> **INPUT DATA**:

────

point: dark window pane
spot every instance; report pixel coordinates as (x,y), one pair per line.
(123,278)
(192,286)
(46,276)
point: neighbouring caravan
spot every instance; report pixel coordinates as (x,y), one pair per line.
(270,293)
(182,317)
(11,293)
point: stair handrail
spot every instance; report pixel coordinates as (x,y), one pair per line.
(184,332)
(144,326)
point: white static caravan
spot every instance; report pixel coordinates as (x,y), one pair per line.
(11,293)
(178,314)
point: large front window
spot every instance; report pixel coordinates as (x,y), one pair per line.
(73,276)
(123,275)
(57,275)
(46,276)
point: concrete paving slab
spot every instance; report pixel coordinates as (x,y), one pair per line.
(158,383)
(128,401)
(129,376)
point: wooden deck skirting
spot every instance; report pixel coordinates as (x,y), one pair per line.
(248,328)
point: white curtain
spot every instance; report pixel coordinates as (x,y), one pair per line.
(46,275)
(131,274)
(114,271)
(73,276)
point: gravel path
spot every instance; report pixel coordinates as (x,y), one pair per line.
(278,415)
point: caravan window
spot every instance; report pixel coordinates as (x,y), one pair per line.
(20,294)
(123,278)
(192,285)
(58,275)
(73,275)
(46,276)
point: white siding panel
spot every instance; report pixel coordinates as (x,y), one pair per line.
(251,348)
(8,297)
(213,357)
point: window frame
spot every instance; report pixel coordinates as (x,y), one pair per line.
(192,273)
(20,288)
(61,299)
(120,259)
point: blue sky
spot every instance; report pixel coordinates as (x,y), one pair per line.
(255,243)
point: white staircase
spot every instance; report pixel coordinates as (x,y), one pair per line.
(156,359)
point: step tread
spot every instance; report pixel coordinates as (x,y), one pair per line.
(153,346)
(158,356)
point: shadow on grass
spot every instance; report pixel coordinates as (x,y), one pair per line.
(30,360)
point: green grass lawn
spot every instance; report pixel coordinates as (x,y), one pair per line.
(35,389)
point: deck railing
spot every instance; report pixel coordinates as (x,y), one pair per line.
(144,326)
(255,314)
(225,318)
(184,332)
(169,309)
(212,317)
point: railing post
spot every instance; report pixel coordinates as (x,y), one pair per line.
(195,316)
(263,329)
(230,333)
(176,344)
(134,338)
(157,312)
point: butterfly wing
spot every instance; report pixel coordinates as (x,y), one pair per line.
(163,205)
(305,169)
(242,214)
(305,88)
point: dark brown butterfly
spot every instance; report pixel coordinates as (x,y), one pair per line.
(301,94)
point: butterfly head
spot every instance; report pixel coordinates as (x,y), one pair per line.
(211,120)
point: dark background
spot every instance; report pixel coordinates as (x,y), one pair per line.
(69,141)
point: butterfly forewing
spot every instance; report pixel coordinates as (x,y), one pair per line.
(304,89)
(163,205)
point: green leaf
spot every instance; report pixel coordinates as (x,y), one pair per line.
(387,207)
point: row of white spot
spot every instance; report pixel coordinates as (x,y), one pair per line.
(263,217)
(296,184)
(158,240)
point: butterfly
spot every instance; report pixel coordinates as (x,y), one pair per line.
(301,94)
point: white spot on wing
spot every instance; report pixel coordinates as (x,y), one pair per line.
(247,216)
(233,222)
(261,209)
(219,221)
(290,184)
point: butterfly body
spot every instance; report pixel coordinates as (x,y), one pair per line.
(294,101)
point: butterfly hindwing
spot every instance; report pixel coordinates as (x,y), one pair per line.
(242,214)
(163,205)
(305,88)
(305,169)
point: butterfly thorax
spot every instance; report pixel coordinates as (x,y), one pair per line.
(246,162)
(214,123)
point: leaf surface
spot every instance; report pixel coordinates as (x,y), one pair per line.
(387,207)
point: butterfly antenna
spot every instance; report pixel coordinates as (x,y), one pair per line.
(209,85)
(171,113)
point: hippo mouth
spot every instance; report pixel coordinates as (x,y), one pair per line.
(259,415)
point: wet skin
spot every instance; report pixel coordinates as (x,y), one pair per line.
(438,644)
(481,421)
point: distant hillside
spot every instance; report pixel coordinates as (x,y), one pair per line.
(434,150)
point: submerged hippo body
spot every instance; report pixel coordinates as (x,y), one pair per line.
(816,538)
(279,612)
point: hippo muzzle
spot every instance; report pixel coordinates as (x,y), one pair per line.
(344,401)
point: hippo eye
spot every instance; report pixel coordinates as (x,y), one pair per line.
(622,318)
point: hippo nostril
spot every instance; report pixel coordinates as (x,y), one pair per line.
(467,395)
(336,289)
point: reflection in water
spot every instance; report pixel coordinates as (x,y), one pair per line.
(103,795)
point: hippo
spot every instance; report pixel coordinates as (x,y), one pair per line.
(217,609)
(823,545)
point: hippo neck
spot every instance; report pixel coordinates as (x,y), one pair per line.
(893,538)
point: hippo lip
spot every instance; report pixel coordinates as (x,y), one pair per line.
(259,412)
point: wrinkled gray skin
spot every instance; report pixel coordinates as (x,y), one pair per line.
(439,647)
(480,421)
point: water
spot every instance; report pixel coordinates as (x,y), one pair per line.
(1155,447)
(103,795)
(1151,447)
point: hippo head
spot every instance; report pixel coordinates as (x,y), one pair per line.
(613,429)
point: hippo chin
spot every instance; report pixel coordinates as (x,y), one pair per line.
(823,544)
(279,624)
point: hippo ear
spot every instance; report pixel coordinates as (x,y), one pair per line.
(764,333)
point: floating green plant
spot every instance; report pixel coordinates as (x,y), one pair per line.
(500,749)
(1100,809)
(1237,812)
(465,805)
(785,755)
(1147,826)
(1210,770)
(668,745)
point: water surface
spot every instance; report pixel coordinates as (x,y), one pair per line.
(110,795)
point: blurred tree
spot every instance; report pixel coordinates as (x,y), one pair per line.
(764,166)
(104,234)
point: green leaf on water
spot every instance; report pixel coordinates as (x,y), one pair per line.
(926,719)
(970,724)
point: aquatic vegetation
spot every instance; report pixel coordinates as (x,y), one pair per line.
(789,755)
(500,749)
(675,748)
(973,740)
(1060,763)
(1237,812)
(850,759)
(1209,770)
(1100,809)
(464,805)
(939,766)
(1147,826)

────

Could you rewrite all of the data above, changing every "spot every instance" to "mark each occurrence" and leaving everything else untouched?

> **TASK RESULT**:
point: dark window pane
mark each occurrence; report pixel coordinates as (x,y), one pair per line.
(123,278)
(192,286)
(46,276)
point: neighbouring caravan
mark each occurrence; report pixel coordinates as (x,y), one pair per line.
(270,293)
(182,317)
(11,293)
point: stair handrail
mark each occurrence; report pixel coordinates as (x,y), one pair per line.
(184,332)
(144,326)
point: white static caravan
mark each occurrence; report pixel coordinates as (x,y), one pair per line.
(11,293)
(178,314)
point: large front window
mark each occurrence; report pixel coordinates as (x,y), one pair per line.
(73,276)
(123,275)
(57,275)
(46,276)
point: concrete paving slab
mark each occurrence; report pixel coordinates as (x,y), one pair per line.
(158,383)
(128,401)
(129,376)
point: wooden deck skirting
mark each occurrence; report pixel coordinates as (x,y), one pair per line.
(248,328)
point: white curtain
mark each occurrence; report pixel coordinates as (x,y), one pair per line.
(46,275)
(131,274)
(114,271)
(73,276)
point: gravel path
mark each occurrence; report pixel coordinates as (x,y), one pair per line.
(278,415)
point: caravan window
mark each occurrence; report pixel coordinates as (x,y), one pair per line.
(20,294)
(123,278)
(192,285)
(58,275)
(73,275)
(46,276)
point: white siding panel
mark each occurrence; report pixel coordinates as (x,y), one pair per line.
(251,348)
(8,297)
(213,357)
point: window frame
mark each occurrence; report pixel coordinates as (x,y), one pair per line.
(192,273)
(20,288)
(61,299)
(120,259)
point: blue sky
mark each occurrence; report pixel coordinates as (x,y), one pair per line.
(255,243)
point: white staircase
mark each occurrence; report pixel coordinates as (x,y), one pair per line.
(156,359)
point: step tread
mark each occurrence; report pixel coordinates as (x,y), one pair per line.
(153,346)
(158,356)
point: shadow on grass
mark each occurrence; report pixel coordinates as (x,y), one pair per line.
(30,360)
point: green grass lawn
mark each occurrence; report pixel coordinates as (x,y), one pair per line.
(35,389)
point: deck railing
mark each occurrence; report pixel coordinates as (x,y), one pair per line.
(144,326)
(255,314)
(225,318)
(184,332)
(169,309)
(212,317)
point: railing post
mark each occurrence; report pixel coordinates as (x,y), one pair per line.
(195,316)
(263,329)
(230,333)
(176,344)
(134,338)
(157,312)
point: butterfly wing
mark each occurrence; report pixel coordinates as (x,y), one pair per line.
(163,205)
(305,169)
(242,214)
(305,88)
point: dark brown butterfly
mark each occurrence; report pixel coordinates as (x,y), one pair per line.
(301,94)
point: butterfly head
mark each occurrence; report pixel coordinates as (x,y), one pair per line.
(211,120)
point: dark background
mark each occurrence; report pixel coordinates as (x,y), one pair per line.
(69,141)
point: butterfly forewing
mark each occurrence; report pixel coordinates as (x,y), one pair per line.
(304,89)
(163,205)
point: green leaf
mark each occurrence; report pixel coordinates as (x,y), one pair per line.
(387,207)
point: row of white spot
mark each occurrence; report pixel coordinates as (x,y), one pair per line.
(263,217)
(296,184)
(158,240)
point: butterfly
mark each occurrence; report pixel coordinates as (x,y), one pair per line.
(301,94)
point: white spot on wing
mark each occurrence; report pixel coordinates as (x,y), one pair per line.
(247,216)
(233,222)
(261,209)
(219,221)
(290,184)
point: butterfly body
mark each occurrence; report pixel coordinates as (x,y), one pair per line.
(294,101)
point: butterfly hindwing
mark each occurrence; report pixel coordinates as (x,y), one pair per line.
(242,214)
(163,205)
(305,88)
(305,169)
point: butterfly thorax
mark each occurrence; report pixel coordinates as (x,y), one pair per line.
(246,162)
(214,123)
point: leaf surface
mark each occurrence; report pixel coordinates as (x,y), one pair per line.
(387,207)
point: butterfly antenna
mark each occurrence; report pixel coordinates as (x,y), one pair per line.
(209,85)
(171,113)
point: hippo mouth
mark each occurrence; report pixel coordinates as (x,y), one pair per line.
(259,415)
point: wet skin
mark each occurrence; report pixel coordinates as (x,y), one pair per line.
(438,644)
(481,421)
point: distant hillside
mark each occurrence; report pixel coordinates as (x,y), one pair per line.
(434,150)
point: submerged hippo body
mark each occurrence; report pixel coordinates as (x,y), one pair per line.
(816,538)
(279,612)
point: hippo muzzle
mark each occurrence; report pixel coordinates as (x,y), one pair per line.
(344,401)
point: hippo eye
mark each occurrence; report pixel coordinates as (x,y), one pair per line.
(622,318)
point: hippo nostril
mark each occurrence; report pixel coordinates as (x,y), one pair per line.
(467,395)
(336,289)
point: reflection in water
mark each occurrence; report pixel coordinates as (x,y), one pair per line.
(103,795)
point: hippo
mark each occurrence; report pixel coordinates as (x,y), one pair per line.
(217,609)
(823,545)
point: hippo neck
mark each occurrence; report pixel coordinates as (x,y), one pair per line.
(893,538)
point: hippo lip
mark each occurrence; report pixel coordinates as (x,y), one pair per line.
(259,412)
point: wrinkled gray skin
mark each occurrence; report pixel coordinates as (x,y), one pair per line.
(439,647)
(480,421)
point: water
mark each occurrence; report pixel coordinates as (x,y), one pair per line.
(1155,447)
(103,795)
(1151,447)
point: hippo head
mark each occurrence; report pixel coordinates as (x,y), one pair per line.
(613,429)
point: hippo chin
mark each occurrence; report pixel coordinates as (x,y), one pair per line.
(823,544)
(279,624)
point: hippo ear
mark each occurrence; report pixel coordinates as (x,y), one pair per line.
(764,333)
point: floating green plant
mark each occurrence; report pixel coordinates as (x,y), one pair per line.
(500,749)
(1100,809)
(1237,812)
(465,805)
(785,755)
(1147,826)
(1210,770)
(668,745)
point: water surface
mark each occurrence; report pixel coordinates as (x,y), one pair per line.
(110,795)
point: blurred tree
mark each occurrence; report pixel coordinates as (x,y), one pair per line.
(764,166)
(104,234)
point: green leaf on water
mark each occurrence; report pixel coordinates as (x,y), one pair per line.
(926,719)
(970,724)
point: aquatic vegetation
mark each occurrence; report pixel coordinates as (x,y), one pair per line.
(789,755)
(500,749)
(675,748)
(973,740)
(1060,763)
(1237,812)
(850,759)
(1209,770)
(1100,809)
(464,805)
(939,766)
(1147,826)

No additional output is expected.